## begin Material supplied

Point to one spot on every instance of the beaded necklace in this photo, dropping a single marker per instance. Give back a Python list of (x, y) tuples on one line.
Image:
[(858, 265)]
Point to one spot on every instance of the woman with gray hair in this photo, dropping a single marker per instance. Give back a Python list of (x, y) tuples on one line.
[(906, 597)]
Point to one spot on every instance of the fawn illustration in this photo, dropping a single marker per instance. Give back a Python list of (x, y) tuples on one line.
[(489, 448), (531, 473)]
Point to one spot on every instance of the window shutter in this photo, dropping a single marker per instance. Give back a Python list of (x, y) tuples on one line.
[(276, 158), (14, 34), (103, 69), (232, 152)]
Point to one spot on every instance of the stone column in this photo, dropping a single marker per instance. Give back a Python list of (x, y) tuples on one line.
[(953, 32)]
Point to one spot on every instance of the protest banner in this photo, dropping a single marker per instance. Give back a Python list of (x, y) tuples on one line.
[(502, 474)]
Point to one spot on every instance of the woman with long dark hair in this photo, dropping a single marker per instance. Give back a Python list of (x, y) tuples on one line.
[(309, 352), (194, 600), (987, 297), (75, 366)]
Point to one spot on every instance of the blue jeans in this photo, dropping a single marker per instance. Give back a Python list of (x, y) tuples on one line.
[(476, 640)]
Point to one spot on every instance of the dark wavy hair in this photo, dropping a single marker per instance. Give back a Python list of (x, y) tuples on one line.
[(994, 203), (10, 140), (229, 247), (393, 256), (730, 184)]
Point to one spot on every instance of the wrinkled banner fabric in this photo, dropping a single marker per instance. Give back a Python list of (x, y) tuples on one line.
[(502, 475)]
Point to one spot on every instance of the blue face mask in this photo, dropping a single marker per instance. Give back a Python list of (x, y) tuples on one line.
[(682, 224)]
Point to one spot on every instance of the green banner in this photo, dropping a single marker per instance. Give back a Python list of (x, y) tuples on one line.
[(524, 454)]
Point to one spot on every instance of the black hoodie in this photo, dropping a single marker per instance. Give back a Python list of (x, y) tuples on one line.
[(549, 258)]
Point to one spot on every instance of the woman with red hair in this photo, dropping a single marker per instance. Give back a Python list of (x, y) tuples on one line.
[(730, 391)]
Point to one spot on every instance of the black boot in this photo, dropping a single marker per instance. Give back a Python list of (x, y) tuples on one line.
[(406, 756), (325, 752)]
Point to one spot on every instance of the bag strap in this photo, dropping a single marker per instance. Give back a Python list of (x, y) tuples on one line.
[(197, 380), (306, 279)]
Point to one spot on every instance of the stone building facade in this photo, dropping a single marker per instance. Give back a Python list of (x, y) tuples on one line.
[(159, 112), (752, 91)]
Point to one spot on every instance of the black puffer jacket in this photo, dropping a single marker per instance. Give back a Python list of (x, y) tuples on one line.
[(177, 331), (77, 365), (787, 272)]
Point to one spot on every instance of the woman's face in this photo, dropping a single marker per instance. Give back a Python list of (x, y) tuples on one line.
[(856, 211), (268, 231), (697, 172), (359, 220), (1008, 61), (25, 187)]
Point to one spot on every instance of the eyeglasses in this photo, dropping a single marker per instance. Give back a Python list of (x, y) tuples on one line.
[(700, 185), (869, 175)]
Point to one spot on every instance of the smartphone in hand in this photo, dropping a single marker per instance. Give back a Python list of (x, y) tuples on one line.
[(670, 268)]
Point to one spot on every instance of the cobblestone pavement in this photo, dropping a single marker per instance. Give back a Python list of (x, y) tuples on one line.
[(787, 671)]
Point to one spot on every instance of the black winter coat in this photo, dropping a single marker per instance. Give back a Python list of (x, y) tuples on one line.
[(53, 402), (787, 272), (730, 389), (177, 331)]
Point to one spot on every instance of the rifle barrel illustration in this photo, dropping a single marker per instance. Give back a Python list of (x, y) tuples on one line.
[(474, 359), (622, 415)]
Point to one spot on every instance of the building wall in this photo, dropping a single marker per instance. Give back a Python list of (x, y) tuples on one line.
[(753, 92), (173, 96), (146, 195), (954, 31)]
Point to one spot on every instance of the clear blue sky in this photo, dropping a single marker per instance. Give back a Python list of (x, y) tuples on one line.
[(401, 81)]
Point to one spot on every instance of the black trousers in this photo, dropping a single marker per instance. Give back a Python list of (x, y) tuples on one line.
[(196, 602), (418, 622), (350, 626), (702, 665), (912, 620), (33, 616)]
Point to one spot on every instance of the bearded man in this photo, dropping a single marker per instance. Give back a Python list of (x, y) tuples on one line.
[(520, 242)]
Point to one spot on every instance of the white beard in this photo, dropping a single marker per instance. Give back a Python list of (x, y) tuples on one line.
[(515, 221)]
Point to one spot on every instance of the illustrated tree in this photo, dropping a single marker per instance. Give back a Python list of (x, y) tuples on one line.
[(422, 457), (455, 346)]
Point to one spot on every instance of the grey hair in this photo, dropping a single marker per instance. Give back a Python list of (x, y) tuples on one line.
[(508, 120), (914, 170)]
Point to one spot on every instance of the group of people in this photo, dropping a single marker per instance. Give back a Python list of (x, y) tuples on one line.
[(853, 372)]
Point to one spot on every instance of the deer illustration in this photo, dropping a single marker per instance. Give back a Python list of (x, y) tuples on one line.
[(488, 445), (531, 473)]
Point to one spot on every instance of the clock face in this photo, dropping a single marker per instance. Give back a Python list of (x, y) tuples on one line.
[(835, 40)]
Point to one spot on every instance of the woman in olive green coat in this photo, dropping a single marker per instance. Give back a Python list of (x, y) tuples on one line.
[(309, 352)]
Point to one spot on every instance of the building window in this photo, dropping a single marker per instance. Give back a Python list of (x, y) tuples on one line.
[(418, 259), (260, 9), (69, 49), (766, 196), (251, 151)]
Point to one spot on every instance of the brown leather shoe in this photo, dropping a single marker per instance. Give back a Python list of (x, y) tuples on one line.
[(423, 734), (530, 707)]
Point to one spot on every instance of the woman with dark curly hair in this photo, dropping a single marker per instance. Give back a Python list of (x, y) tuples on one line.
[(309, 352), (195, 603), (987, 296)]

## end Material supplied

▶ _Written instruction_
Lay out all of the data above as a two-column CSV with the header instruction,points. Give one row per instruction with its point list, and put each value in double quotes with any line breaks replaced by spaces.

▶ _Answer to this problem_
instruction,points
"Point to one spot on every instance of the beaded necklace in this photo, dropping a single marker per instance. Give back a Python list of (x, y) tuples on one line. Image:","[(858, 265)]"
"Point to one spot on every instance of the woman with gray hair in this photo, dropping a single marker per instance. Give back a Python list of (x, y) tuples on one line.","[(906, 597)]"
"Point to one spot on every instance of the fawn illustration in this photo, dropping a single marker per instance. Give back a Python list of (x, y) tuples on one line.","[(489, 448), (531, 473)]"
"Point to one spot on every instance of the window shutter in this photo, dropping a single marker per instance. Give back a Python list of (x, y) tuples on one line.","[(276, 158), (14, 34), (103, 69), (232, 152)]"
"Point to one spot on every instance of the stone column in this photo, dropping a single marker per instance. Give back a Python list of (x, y) tuples on one line.","[(953, 32)]"
"Point to one spot on every instance of the protest banner in this photo, dropping a single marker per instance. Give back a Python list of (x, y) tuples on one line.","[(502, 474)]"
"Point to one spot on every instance of the woman with long dark hair in this photo, dropping a single marker per instance. Give back a Python list of (x, y) tuples on one line.","[(309, 352), (194, 600), (987, 297), (75, 366)]"
"Point to one spot on every instance of the blue jeans in this photo, dropping a single marker per instance. Give back a Python list of (x, y) tuples on one line.","[(476, 640)]"
"Point to one spot on every instance of the dark wavy hair in this photo, dropping a single marker per instance. Give back a Python list of (x, y) tuples on one line.","[(994, 203), (10, 140), (229, 247), (393, 256), (730, 184)]"
"Point to one spot on every instance of the wrinkled banner fabric in this photo, dropping a single marker per instance. Give back a Python list of (x, y) tuples on one line.","[(502, 475)]"
"Point to one spot on every instance of the blue face mask in this photo, dropping a single marker per instance. Give back a Python list of (x, y) tuples on one line.","[(682, 224)]"
"Point to one spot on every instance of the green banner in this photo, dropping a single marker per instance. Give back a Python list of (x, y) tuples on one line.","[(524, 454)]"
"Point to one spot on every instance of the black hoodie in this photo, dropping a single marker per instance. Give back a Python list of (x, y) tuples on one line.","[(549, 258)]"
"Point to one spot on every instance of the woman with red hair in this photo, dropping a single marker per instance. Give back a Python list of (x, y) tuples on one line.","[(730, 391)]"
"Point to one spot on every instance of the black boot in this photo, dropping a single marker per instance. Give back a Python list of (x, y) tuples on one line.","[(406, 756), (325, 752)]"
"Point to one spot on every instance of the bag strap in this photo, dropping a single marker per instance. Give back a Python list of (x, y) tuples on one line.","[(197, 380), (306, 279)]"
"Point to one spot on every instance of the stone building facade in this photo, dropping a single marker per instance. Give back a Python list of (x, y) tuples on one line.","[(159, 112), (752, 91)]"
"Point to one spot on every instance of the black puffer jacket in this photo, dropping a single marker per instance. Give back a Python list of (x, y) tuples on one line.","[(177, 331), (77, 365), (787, 272)]"
"Point to one spot on every instance of the woman's face in this photo, dropping a single marker per instance. Give back a Python list of (x, y) tuples on one line.","[(856, 211), (268, 231), (697, 172), (359, 220), (1008, 61), (25, 187)]"
"Point to one spot on every instance of the eyeglasses in this photo, dropping a single marker per instance. Give back a Python list of (x, y) tuples on one line.","[(700, 185), (869, 175)]"
"Point to one spot on every instance of the smartphone in hand in this photo, dropping a single marker per instance. Give back a Python list of (x, y) tuples on one line.","[(670, 268)]"
"Point to one spot on every instance of the cobblestone pavement in this photo, dropping a single marker per instance. Give back a Python list of (x, y) tuples on one line.","[(787, 671)]"
"Point to one spot on every instance of the black winter coat in this photo, dropping a single marker per instance. Give back a Python list of (x, y) tuples on one line.","[(53, 402), (787, 272), (730, 389), (177, 331)]"
"Point to one spot on every instance of the rifle barrel illustration in this photo, dropping a single marker per instance. Give back a Python list of (x, y) tuples on one line.","[(474, 359), (622, 415)]"
"Point to one spot on every instance of the building wall in this photo, dropping a single marker per instance. Give back a Python list of (x, y) tuples on one line.","[(753, 92), (173, 96), (146, 195), (954, 31)]"
"Point to one spot on every instance of the clear blue sky in this photo, dropping a single marker per instance. Give back a Python list of (x, y) tuples on one line.","[(401, 81)]"
"Point to one spot on every instance of the black trousers in this photo, dropping a single marker per instance. Give back a Python list of (x, y) tuples on one line.","[(196, 602), (418, 622), (350, 626), (702, 665), (912, 620), (33, 616)]"
"Point to one spot on every instance of the bearded man in this photo, dropping a single marker per instance. Give back a Python list of (x, y) tuples on one line.","[(520, 242)]"
"Point to one spot on every instance of the white beard in this photo, dropping a single marker per instance. Give back a Python list of (x, y) tuples on one line.","[(515, 221)]"
"Point to one spot on every instance of the illustrated tree in this photo, dropping a single marker per instance. Give back a Python list of (x, y) tuples on one line.","[(422, 457), (455, 346)]"
"Point to one spot on every instance of the grey hair in this photo, dropping a single marker per instance. Give back a Python list of (x, y) tuples on one line.","[(508, 120), (914, 170)]"
"Point to one spot on every instance of the group of people in this photo, dropping a single marker per instance. Give back a Python list of (x, y) tuples on one line.","[(853, 372)]"
"Point to one spot on every instance of the deer illustration in this photo, dropping a single marker per instance. Give back a Python list of (x, y) tuples on one line.","[(488, 445), (531, 473)]"
"Point to one spot on every instance of the clock face in this photo, dropping a single marker per instance. Give back a Python list of (x, y) tuples on one line.","[(835, 40)]"
"Point to one spot on every instance of the woman in olive green coat in this photo, dropping a single marker per instance. Give back a Python list of (x, y) tuples on one line.","[(309, 352)]"
"Point to one spot on every instance of the building window in this photo, dropping a single marker per instance. Give back a Python list of (x, y) tuples on one line.","[(418, 259), (260, 9), (69, 49), (766, 196), (251, 151)]"
"Point to one spot on every instance of the brown leather shoe in this photo, dropping a single marker per instance. Give back a Python list of (x, y) tuples on one line.","[(423, 734), (530, 707)]"
"Point to one spot on every instance of the woman with dark curly hair in this photo, dropping a single marker per instance. Give back a Python list of (x, y) tuples on one line.","[(309, 352), (195, 603), (987, 296)]"